Without thinking twice, I offered to donate one of my kidneys to my dad. For me, there was nothing to think about. I didn't need to consider it; it was a done deal.
In order to be able to donate, I needed to go through all sorts of tests and assessments: individual psychological evaluation, physical health evaluation, as well as independent evaluation of the family dynamics at play in our situation. As far as physical health went, the only point of concern for me was being a blood type and tissue type match for my dad.
As luck would have it, my test results could not have been more favorable: I was an incredibly good tissue-type match for my dad, which meant that there was a high probability that his body would readily accept my kidney. Overall, I was in good shape and healthy. In other words, I was ready to donate my kidney to save my dad's life.
What nobody knew, though, was that I was keeping a very dark secret: I was battling a drug addiction. Up until that point, I had managed relatively well to keep it under wraps. I even managed to make it through the psychological evaluation without raising any red flags. I had convinced myself that I would slowly adjust to a healthier lifestyle once I had donated my kidney to my dad. I think that deep down, I knew it wouldn't be possible, but I somehow managed to avoid thinking about the realities of my situation.
----------
STUDY QUESTIONS:
• 1. Name every kind of evaluation that the kidney donation account says the donor had to go through.
• 2. In the kidney donation account, what secret was the donor keeping from everyone?
• 3. According to the kidney donation account, why was being an incredibly good tissue-type match for the dad so favorable?

DATA:
----------
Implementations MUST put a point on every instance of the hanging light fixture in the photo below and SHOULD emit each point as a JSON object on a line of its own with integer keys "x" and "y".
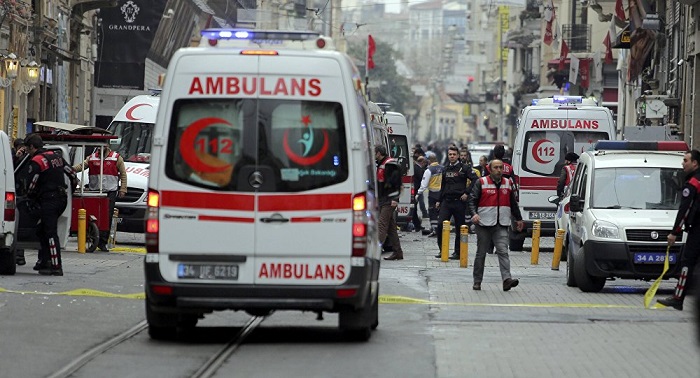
{"x": 11, "y": 66}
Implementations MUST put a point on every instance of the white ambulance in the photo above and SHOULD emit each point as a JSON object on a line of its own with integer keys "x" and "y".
{"x": 546, "y": 132}
{"x": 133, "y": 124}
{"x": 261, "y": 194}
{"x": 623, "y": 203}
{"x": 400, "y": 149}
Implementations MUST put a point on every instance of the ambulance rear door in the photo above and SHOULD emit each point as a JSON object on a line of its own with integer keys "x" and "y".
{"x": 207, "y": 205}
{"x": 549, "y": 135}
{"x": 301, "y": 170}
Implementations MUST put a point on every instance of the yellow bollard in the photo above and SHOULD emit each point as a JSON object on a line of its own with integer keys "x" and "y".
{"x": 82, "y": 224}
{"x": 445, "y": 247}
{"x": 558, "y": 246}
{"x": 112, "y": 240}
{"x": 535, "y": 254}
{"x": 463, "y": 246}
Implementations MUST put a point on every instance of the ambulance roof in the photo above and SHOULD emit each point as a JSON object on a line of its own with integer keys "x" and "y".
{"x": 614, "y": 154}
{"x": 265, "y": 39}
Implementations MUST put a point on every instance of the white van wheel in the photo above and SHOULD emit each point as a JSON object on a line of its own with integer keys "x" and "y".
{"x": 586, "y": 282}
{"x": 8, "y": 265}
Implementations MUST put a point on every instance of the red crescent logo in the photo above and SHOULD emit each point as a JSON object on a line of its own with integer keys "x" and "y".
{"x": 534, "y": 151}
{"x": 130, "y": 112}
{"x": 187, "y": 148}
{"x": 310, "y": 160}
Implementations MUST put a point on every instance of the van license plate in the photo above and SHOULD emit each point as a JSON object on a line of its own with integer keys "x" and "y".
{"x": 542, "y": 215}
{"x": 208, "y": 272}
{"x": 653, "y": 258}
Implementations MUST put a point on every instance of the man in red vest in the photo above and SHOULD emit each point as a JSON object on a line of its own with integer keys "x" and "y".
{"x": 491, "y": 204}
{"x": 567, "y": 173}
{"x": 113, "y": 182}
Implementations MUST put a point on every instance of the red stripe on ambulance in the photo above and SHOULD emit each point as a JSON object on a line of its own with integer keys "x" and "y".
{"x": 302, "y": 271}
{"x": 302, "y": 202}
{"x": 194, "y": 200}
{"x": 253, "y": 85}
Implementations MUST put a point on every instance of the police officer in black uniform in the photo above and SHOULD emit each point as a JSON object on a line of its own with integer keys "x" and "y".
{"x": 453, "y": 196}
{"x": 48, "y": 189}
{"x": 688, "y": 218}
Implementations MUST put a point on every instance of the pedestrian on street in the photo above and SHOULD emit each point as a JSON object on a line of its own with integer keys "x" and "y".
{"x": 499, "y": 152}
{"x": 688, "y": 218}
{"x": 567, "y": 174}
{"x": 419, "y": 163}
{"x": 431, "y": 181}
{"x": 48, "y": 189}
{"x": 453, "y": 196}
{"x": 492, "y": 204}
{"x": 113, "y": 181}
{"x": 388, "y": 191}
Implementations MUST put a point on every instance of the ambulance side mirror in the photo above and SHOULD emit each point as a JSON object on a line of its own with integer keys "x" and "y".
{"x": 575, "y": 203}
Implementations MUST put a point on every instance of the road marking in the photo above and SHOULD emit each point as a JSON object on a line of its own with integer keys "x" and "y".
{"x": 383, "y": 299}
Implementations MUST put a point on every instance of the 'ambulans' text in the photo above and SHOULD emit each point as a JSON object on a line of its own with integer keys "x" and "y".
{"x": 564, "y": 124}
{"x": 250, "y": 86}
{"x": 301, "y": 271}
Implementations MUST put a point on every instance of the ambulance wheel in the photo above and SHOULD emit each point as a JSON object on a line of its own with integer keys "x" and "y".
{"x": 585, "y": 282}
{"x": 92, "y": 237}
{"x": 161, "y": 326}
{"x": 570, "y": 279}
{"x": 8, "y": 264}
{"x": 357, "y": 324}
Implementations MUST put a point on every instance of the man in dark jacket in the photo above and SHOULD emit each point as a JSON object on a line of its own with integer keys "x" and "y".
{"x": 688, "y": 219}
{"x": 453, "y": 196}
{"x": 389, "y": 189}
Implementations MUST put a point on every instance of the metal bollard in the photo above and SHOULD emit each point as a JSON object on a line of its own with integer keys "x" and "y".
{"x": 558, "y": 246}
{"x": 82, "y": 227}
{"x": 463, "y": 246}
{"x": 445, "y": 247}
{"x": 535, "y": 254}
{"x": 112, "y": 240}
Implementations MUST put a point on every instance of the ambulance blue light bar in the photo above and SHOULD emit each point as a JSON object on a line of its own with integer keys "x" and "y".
{"x": 304, "y": 40}
{"x": 626, "y": 145}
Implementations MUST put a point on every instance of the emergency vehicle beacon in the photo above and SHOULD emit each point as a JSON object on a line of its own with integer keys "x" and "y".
{"x": 261, "y": 193}
{"x": 547, "y": 130}
{"x": 133, "y": 124}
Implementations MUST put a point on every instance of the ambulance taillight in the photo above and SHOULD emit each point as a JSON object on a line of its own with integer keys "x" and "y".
{"x": 152, "y": 222}
{"x": 10, "y": 206}
{"x": 359, "y": 225}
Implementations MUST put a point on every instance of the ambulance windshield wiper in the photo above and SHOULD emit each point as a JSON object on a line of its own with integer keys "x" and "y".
{"x": 623, "y": 207}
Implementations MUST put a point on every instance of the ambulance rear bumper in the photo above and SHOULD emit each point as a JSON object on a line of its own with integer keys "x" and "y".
{"x": 204, "y": 298}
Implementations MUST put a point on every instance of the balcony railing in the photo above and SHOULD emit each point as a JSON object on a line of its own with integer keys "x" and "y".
{"x": 577, "y": 37}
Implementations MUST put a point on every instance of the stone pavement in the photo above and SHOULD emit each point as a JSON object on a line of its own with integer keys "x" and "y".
{"x": 542, "y": 328}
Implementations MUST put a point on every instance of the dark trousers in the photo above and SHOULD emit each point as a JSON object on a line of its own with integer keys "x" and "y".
{"x": 449, "y": 209}
{"x": 104, "y": 235}
{"x": 51, "y": 210}
{"x": 689, "y": 261}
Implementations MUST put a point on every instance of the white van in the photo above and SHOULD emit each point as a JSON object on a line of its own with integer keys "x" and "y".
{"x": 261, "y": 194}
{"x": 623, "y": 203}
{"x": 133, "y": 125}
{"x": 8, "y": 229}
{"x": 546, "y": 132}
{"x": 400, "y": 149}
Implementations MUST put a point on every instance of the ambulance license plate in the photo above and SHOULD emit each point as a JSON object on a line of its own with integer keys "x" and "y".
{"x": 542, "y": 215}
{"x": 208, "y": 271}
{"x": 653, "y": 258}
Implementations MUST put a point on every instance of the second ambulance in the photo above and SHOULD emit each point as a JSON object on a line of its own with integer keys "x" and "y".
{"x": 547, "y": 131}
{"x": 261, "y": 193}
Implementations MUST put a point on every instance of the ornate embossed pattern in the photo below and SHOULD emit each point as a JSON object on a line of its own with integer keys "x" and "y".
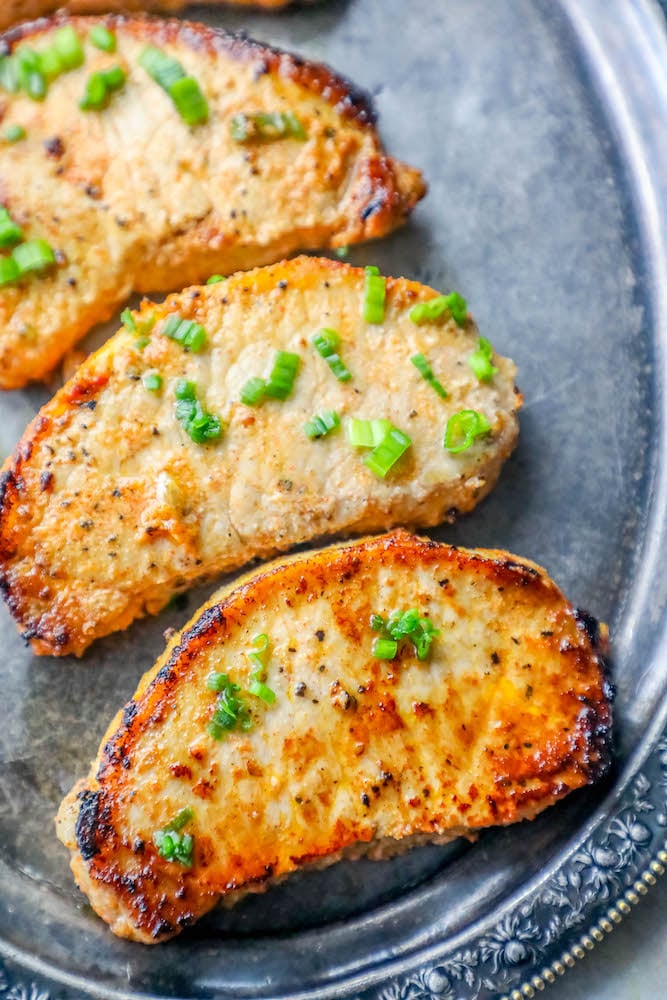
{"x": 597, "y": 884}
{"x": 582, "y": 901}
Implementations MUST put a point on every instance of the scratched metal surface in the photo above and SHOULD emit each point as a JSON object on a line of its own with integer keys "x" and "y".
{"x": 543, "y": 212}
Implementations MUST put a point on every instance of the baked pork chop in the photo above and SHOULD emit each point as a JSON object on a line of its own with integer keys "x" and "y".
{"x": 285, "y": 725}
{"x": 14, "y": 11}
{"x": 148, "y": 471}
{"x": 196, "y": 152}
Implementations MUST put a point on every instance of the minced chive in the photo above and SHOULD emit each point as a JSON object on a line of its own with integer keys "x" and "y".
{"x": 253, "y": 391}
{"x": 152, "y": 381}
{"x": 201, "y": 426}
{"x": 326, "y": 342}
{"x": 102, "y": 38}
{"x": 385, "y": 455}
{"x": 425, "y": 370}
{"x": 244, "y": 127}
{"x": 384, "y": 649}
{"x": 462, "y": 429}
{"x": 127, "y": 319}
{"x": 281, "y": 380}
{"x": 9, "y": 271}
{"x": 10, "y": 232}
{"x": 14, "y": 133}
{"x": 367, "y": 433}
{"x": 260, "y": 690}
{"x": 322, "y": 424}
{"x": 406, "y": 625}
{"x": 190, "y": 335}
{"x": 428, "y": 312}
{"x": 480, "y": 361}
{"x": 161, "y": 67}
{"x": 67, "y": 44}
{"x": 9, "y": 74}
{"x": 189, "y": 100}
{"x": 375, "y": 292}
{"x": 33, "y": 255}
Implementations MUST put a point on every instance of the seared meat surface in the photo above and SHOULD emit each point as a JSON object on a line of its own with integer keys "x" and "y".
{"x": 109, "y": 506}
{"x": 507, "y": 713}
{"x": 132, "y": 198}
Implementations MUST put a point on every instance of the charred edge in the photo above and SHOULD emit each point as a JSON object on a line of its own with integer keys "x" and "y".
{"x": 87, "y": 825}
{"x": 346, "y": 98}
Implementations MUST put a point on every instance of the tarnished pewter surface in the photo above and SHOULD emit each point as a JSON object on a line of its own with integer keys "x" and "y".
{"x": 541, "y": 129}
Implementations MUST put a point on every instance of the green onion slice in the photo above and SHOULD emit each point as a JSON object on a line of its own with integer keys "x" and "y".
{"x": 283, "y": 374}
{"x": 189, "y": 100}
{"x": 253, "y": 392}
{"x": 385, "y": 455}
{"x": 201, "y": 426}
{"x": 326, "y": 342}
{"x": 375, "y": 292}
{"x": 428, "y": 312}
{"x": 68, "y": 45}
{"x": 10, "y": 232}
{"x": 425, "y": 370}
{"x": 14, "y": 133}
{"x": 33, "y": 255}
{"x": 462, "y": 429}
{"x": 480, "y": 361}
{"x": 102, "y": 38}
{"x": 190, "y": 335}
{"x": 244, "y": 127}
{"x": 322, "y": 424}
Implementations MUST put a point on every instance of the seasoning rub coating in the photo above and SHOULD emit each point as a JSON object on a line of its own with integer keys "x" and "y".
{"x": 508, "y": 713}
{"x": 130, "y": 197}
{"x": 14, "y": 11}
{"x": 116, "y": 497}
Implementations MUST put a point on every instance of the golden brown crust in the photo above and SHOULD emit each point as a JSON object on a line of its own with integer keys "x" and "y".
{"x": 14, "y": 11}
{"x": 510, "y": 713}
{"x": 175, "y": 204}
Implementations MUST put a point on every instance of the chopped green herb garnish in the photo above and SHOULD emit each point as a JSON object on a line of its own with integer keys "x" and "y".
{"x": 322, "y": 424}
{"x": 403, "y": 625}
{"x": 100, "y": 87}
{"x": 190, "y": 335}
{"x": 425, "y": 370}
{"x": 385, "y": 455}
{"x": 367, "y": 433}
{"x": 201, "y": 426}
{"x": 428, "y": 312}
{"x": 231, "y": 711}
{"x": 283, "y": 374}
{"x": 152, "y": 381}
{"x": 480, "y": 361}
{"x": 266, "y": 125}
{"x": 33, "y": 255}
{"x": 253, "y": 391}
{"x": 375, "y": 292}
{"x": 326, "y": 343}
{"x": 102, "y": 38}
{"x": 9, "y": 271}
{"x": 14, "y": 133}
{"x": 184, "y": 90}
{"x": 189, "y": 100}
{"x": 173, "y": 845}
{"x": 68, "y": 45}
{"x": 462, "y": 429}
{"x": 128, "y": 321}
{"x": 10, "y": 232}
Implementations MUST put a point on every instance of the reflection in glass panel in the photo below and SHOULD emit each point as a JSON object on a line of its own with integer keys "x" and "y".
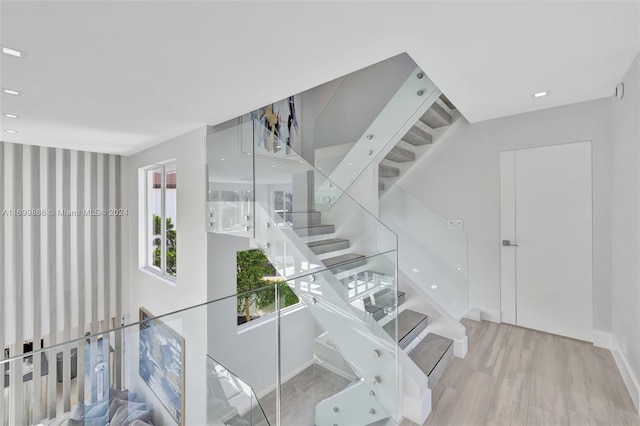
{"x": 154, "y": 215}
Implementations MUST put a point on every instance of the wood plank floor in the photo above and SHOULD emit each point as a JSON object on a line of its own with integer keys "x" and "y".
{"x": 514, "y": 376}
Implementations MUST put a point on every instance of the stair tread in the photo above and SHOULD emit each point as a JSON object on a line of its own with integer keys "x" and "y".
{"x": 430, "y": 351}
{"x": 407, "y": 321}
{"x": 327, "y": 241}
{"x": 400, "y": 155}
{"x": 388, "y": 171}
{"x": 436, "y": 117}
{"x": 342, "y": 259}
{"x": 313, "y": 230}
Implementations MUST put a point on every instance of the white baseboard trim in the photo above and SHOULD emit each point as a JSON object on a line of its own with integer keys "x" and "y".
{"x": 602, "y": 339}
{"x": 630, "y": 380}
{"x": 477, "y": 314}
{"x": 492, "y": 315}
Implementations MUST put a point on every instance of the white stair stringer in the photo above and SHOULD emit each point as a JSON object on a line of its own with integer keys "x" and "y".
{"x": 411, "y": 101}
{"x": 365, "y": 345}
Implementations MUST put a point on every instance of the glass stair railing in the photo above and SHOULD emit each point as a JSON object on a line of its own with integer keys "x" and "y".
{"x": 347, "y": 147}
{"x": 169, "y": 371}
{"x": 333, "y": 261}
{"x": 432, "y": 253}
{"x": 231, "y": 401}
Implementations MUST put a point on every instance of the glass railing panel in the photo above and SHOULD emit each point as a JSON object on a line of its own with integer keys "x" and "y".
{"x": 297, "y": 237}
{"x": 246, "y": 358}
{"x": 158, "y": 377}
{"x": 367, "y": 111}
{"x": 230, "y": 400}
{"x": 291, "y": 366}
{"x": 432, "y": 253}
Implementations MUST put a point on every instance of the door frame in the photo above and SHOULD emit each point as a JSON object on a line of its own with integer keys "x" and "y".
{"x": 508, "y": 311}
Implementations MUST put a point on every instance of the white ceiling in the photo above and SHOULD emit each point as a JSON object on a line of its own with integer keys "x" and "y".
{"x": 122, "y": 76}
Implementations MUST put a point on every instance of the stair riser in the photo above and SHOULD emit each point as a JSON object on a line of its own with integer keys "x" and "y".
{"x": 301, "y": 220}
{"x": 316, "y": 230}
{"x": 327, "y": 248}
{"x": 388, "y": 171}
{"x": 400, "y": 155}
{"x": 439, "y": 369}
{"x": 413, "y": 334}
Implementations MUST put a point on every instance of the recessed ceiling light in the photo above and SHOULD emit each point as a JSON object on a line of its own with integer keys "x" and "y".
{"x": 11, "y": 92}
{"x": 12, "y": 52}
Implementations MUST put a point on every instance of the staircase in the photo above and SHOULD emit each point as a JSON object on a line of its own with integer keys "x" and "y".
{"x": 417, "y": 141}
{"x": 373, "y": 292}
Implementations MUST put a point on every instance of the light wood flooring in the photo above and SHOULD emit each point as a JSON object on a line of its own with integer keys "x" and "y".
{"x": 301, "y": 393}
{"x": 516, "y": 376}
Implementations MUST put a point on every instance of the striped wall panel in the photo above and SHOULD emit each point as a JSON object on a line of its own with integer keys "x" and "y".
{"x": 60, "y": 269}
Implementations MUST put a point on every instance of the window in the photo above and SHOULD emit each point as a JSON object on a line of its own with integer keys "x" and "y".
{"x": 160, "y": 219}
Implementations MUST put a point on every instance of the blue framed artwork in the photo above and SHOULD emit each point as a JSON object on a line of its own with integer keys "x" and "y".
{"x": 161, "y": 363}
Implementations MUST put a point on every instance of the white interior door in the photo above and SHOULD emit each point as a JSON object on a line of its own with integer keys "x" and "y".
{"x": 547, "y": 277}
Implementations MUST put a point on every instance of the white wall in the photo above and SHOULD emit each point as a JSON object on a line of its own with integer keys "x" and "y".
{"x": 159, "y": 296}
{"x": 626, "y": 231}
{"x": 459, "y": 178}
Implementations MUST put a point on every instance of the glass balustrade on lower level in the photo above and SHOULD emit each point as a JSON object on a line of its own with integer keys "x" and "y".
{"x": 327, "y": 358}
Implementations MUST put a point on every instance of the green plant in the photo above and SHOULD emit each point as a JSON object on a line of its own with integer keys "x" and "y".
{"x": 171, "y": 239}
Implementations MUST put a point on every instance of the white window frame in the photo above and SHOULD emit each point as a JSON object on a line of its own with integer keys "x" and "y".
{"x": 144, "y": 218}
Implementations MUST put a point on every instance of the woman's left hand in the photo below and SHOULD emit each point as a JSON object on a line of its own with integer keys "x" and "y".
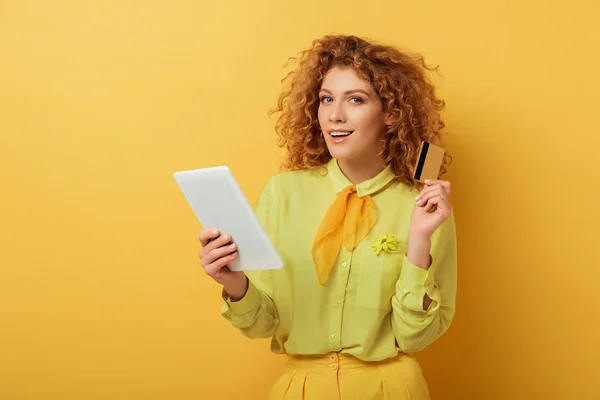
----------
RESULTS IN ORDER:
• 1.
- Individual psychological evaluation
- Physical health evaluation
- Independent evaluation of the family dynamics

• 2. The donor was battling a drug addiction.

• 3. A close tissue-type match meant there was a high probability that the dad's body would readily accept the donated kidney.